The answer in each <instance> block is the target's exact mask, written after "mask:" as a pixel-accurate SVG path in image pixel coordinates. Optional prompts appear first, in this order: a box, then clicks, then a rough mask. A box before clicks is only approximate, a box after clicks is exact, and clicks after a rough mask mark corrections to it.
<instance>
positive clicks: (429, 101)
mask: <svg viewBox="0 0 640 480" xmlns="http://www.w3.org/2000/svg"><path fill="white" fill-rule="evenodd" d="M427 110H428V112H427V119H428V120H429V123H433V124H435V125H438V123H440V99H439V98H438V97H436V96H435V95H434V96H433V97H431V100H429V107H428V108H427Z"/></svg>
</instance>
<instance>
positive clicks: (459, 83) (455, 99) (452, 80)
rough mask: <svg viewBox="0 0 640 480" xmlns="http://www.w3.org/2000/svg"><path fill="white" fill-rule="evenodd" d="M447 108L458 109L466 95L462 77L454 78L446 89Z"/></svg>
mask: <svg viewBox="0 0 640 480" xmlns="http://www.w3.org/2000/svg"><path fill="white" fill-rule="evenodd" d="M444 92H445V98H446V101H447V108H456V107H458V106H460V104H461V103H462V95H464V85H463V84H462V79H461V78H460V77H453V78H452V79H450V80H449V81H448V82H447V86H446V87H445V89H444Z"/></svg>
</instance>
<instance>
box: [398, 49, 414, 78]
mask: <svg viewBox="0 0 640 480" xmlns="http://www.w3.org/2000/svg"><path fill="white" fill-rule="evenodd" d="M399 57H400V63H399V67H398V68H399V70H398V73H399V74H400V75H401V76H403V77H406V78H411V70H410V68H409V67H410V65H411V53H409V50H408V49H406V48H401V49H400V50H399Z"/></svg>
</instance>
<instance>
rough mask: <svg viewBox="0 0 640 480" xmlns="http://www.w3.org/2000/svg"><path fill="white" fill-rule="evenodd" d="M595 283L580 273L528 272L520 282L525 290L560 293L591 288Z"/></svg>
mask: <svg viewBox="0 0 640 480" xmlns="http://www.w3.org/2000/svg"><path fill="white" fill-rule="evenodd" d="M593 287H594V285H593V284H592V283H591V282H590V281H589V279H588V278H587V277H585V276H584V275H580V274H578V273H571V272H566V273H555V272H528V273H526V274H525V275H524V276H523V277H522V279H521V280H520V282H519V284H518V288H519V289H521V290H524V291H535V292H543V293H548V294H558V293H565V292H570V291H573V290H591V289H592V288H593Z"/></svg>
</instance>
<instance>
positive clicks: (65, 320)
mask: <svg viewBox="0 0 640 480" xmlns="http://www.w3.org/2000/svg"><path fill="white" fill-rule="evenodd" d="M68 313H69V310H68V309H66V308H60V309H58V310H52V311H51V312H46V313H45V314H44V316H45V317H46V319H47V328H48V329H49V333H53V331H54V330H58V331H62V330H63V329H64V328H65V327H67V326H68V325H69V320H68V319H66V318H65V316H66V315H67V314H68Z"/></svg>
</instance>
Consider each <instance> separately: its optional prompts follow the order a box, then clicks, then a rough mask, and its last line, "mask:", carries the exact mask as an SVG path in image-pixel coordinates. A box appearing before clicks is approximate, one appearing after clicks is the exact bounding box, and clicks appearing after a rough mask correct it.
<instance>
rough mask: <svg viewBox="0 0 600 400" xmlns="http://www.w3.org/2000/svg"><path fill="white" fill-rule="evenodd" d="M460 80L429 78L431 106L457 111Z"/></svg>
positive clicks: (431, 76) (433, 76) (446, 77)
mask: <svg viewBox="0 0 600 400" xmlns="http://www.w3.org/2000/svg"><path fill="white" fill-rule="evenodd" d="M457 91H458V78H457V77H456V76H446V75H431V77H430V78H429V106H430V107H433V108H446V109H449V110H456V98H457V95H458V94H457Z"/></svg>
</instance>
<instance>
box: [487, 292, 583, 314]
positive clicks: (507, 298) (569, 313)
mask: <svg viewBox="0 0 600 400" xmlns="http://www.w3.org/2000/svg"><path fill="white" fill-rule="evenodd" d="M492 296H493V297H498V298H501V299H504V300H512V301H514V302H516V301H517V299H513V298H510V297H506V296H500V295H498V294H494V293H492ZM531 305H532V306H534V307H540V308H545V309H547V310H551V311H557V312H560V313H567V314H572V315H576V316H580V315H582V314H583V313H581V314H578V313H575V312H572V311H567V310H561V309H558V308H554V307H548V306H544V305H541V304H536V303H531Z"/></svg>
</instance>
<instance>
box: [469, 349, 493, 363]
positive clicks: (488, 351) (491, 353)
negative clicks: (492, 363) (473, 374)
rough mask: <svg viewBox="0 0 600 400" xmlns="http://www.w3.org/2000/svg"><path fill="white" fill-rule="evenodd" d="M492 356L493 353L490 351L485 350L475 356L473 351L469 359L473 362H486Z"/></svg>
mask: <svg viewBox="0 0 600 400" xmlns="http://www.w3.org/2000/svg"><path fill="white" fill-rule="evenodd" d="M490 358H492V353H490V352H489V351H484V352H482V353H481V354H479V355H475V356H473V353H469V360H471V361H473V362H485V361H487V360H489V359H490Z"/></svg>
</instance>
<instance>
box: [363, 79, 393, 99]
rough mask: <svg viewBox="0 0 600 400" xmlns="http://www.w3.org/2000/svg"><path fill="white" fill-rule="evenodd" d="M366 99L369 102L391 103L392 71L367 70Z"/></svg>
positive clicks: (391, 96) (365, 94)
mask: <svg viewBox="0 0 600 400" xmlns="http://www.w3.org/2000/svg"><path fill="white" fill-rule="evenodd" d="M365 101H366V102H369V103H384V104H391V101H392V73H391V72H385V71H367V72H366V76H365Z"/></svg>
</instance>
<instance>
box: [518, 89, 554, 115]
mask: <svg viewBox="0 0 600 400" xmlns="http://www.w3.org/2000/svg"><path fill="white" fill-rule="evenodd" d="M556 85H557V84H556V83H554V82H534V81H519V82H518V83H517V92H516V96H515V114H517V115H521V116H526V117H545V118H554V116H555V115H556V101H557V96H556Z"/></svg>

EXERCISE: Output the entire listing above without leaving out or altering anything.

ANSWER BOX:
The answer in each <instance> block is the target's exact mask, written after "mask:" as a pixel-accurate SVG path in image pixel coordinates. Optional prompts appear first, in this order: a box, then clicks, then a rough mask. A box before clicks is only approximate, a box after clicks is exact, and clicks after a rough mask mark corrections to it.
<instance>
positive clicks: (429, 101)
mask: <svg viewBox="0 0 640 480" xmlns="http://www.w3.org/2000/svg"><path fill="white" fill-rule="evenodd" d="M427 110H428V112H427V119H428V120H429V123H433V124H435V125H438V123H440V99H439V98H438V97H436V96H435V95H434V96H433V97H431V100H429V107H428V108H427Z"/></svg>
</instance>
<instance>
positive clicks: (459, 83) (455, 99) (452, 80)
rough mask: <svg viewBox="0 0 640 480" xmlns="http://www.w3.org/2000/svg"><path fill="white" fill-rule="evenodd" d="M447 108L458 109L466 95L462 77L454 78L446 89Z"/></svg>
mask: <svg viewBox="0 0 640 480" xmlns="http://www.w3.org/2000/svg"><path fill="white" fill-rule="evenodd" d="M444 92H445V98H446V101H447V108H456V107H458V106H460V104H461V103H462V95H464V85H463V84H462V79H461V78H460V77H453V78H452V79H450V80H449V81H448V82H447V86H446V87H445V89H444Z"/></svg>
</instance>
<instance>
box: [398, 49, 414, 78]
mask: <svg viewBox="0 0 640 480" xmlns="http://www.w3.org/2000/svg"><path fill="white" fill-rule="evenodd" d="M399 57H400V63H399V67H398V68H399V70H398V73H399V74H400V75H401V76H403V77H406V78H411V70H410V68H409V67H410V65H411V53H409V50H408V49H406V48H401V49H400V50H399Z"/></svg>
</instance>
<instance>
rough mask: <svg viewBox="0 0 640 480" xmlns="http://www.w3.org/2000/svg"><path fill="white" fill-rule="evenodd" d="M595 283L580 273L528 272L520 282L525 290L560 293L591 288Z"/></svg>
mask: <svg viewBox="0 0 640 480" xmlns="http://www.w3.org/2000/svg"><path fill="white" fill-rule="evenodd" d="M593 287H594V285H593V284H592V283H591V282H590V281H589V279H588V278H587V277H585V276H584V275H580V274H578V273H571V272H566V273H555V272H528V273H526V274H525V275H524V276H523V277H522V279H521V280H520V282H519V284H518V288H519V289H521V290H524V291H535V292H543V293H548V294H558V293H565V292H570V291H573V290H591V289H592V288H593Z"/></svg>
</instance>
<instance>
positive clicks: (65, 320)
mask: <svg viewBox="0 0 640 480" xmlns="http://www.w3.org/2000/svg"><path fill="white" fill-rule="evenodd" d="M68 313H69V310H68V309H66V308H60V309H58V310H52V311H51V312H46V313H45V314H44V316H45V317H46V319H47V328H48V329H49V333H53V331H54V330H58V331H62V330H63V329H64V328H65V327H67V326H68V325H69V320H68V319H66V318H65V316H66V315H67V314H68Z"/></svg>
</instance>
Consider each <instance> separately: its optional prompts follow the order a box, then clicks, then a rough mask, and its last line, "mask:", carries the exact mask as an SVG path in image-pixel coordinates. A box appearing before clicks is approximate, one appearing after clicks is the exact bounding box, and clicks appearing after a rough mask correct it.
<instance>
rough mask: <svg viewBox="0 0 600 400" xmlns="http://www.w3.org/2000/svg"><path fill="white" fill-rule="evenodd" d="M460 80L429 78L431 106L457 111Z"/></svg>
positive clicks: (431, 76) (433, 76) (446, 77)
mask: <svg viewBox="0 0 600 400" xmlns="http://www.w3.org/2000/svg"><path fill="white" fill-rule="evenodd" d="M457 91H458V78H457V77H456V76H446V75H431V77H430V78H429V106H430V107H433V108H446V109H449V110H456V98H457V95H458V94H457Z"/></svg>
</instance>
<instance>
box: [487, 292, 583, 314]
positive clicks: (507, 298) (569, 313)
mask: <svg viewBox="0 0 600 400" xmlns="http://www.w3.org/2000/svg"><path fill="white" fill-rule="evenodd" d="M492 296H493V297H498V298H501V299H504V300H512V301H514V302H516V301H517V299H513V298H510V297H506V296H500V295H498V294H494V293H492ZM531 305H532V306H534V307H540V308H545V309H547V310H551V311H557V312H560V313H567V314H572V315H576V316H580V315H582V314H583V313H581V314H578V313H575V312H572V311H567V310H561V309H558V308H554V307H548V306H544V305H541V304H536V303H531Z"/></svg>
</instance>
<instance>
box: [469, 349, 493, 363]
positive clicks: (488, 351) (491, 353)
negative clicks: (492, 363) (473, 374)
rough mask: <svg viewBox="0 0 600 400" xmlns="http://www.w3.org/2000/svg"><path fill="white" fill-rule="evenodd" d="M492 356L493 353L490 351L485 350L475 356L473 351L469 359L473 362H486Z"/></svg>
mask: <svg viewBox="0 0 600 400" xmlns="http://www.w3.org/2000/svg"><path fill="white" fill-rule="evenodd" d="M490 358H492V353H490V352H489V351H484V352H482V353H481V354H479V355H475V356H473V353H469V360H471V361H473V362H485V361H487V360H489V359H490Z"/></svg>
</instance>
<instance>
box: [363, 79, 393, 99]
rough mask: <svg viewBox="0 0 600 400" xmlns="http://www.w3.org/2000/svg"><path fill="white" fill-rule="evenodd" d="M366 99L369 102L391 103L392 71L367 70Z"/></svg>
positive clicks: (391, 96) (365, 94)
mask: <svg viewBox="0 0 600 400" xmlns="http://www.w3.org/2000/svg"><path fill="white" fill-rule="evenodd" d="M365 101H366V102H369V103H384V104H391V101H392V73H391V72H385V71H367V72H366V76H365Z"/></svg>
</instance>
<instance>
box: [518, 89, 554, 115]
mask: <svg viewBox="0 0 600 400" xmlns="http://www.w3.org/2000/svg"><path fill="white" fill-rule="evenodd" d="M556 85H557V84H556V83H554V82H534V81H519V82H518V83H517V92H516V96H515V114H517V115H521V116H526V117H545V118H554V116H555V115H556V101H557V96H556Z"/></svg>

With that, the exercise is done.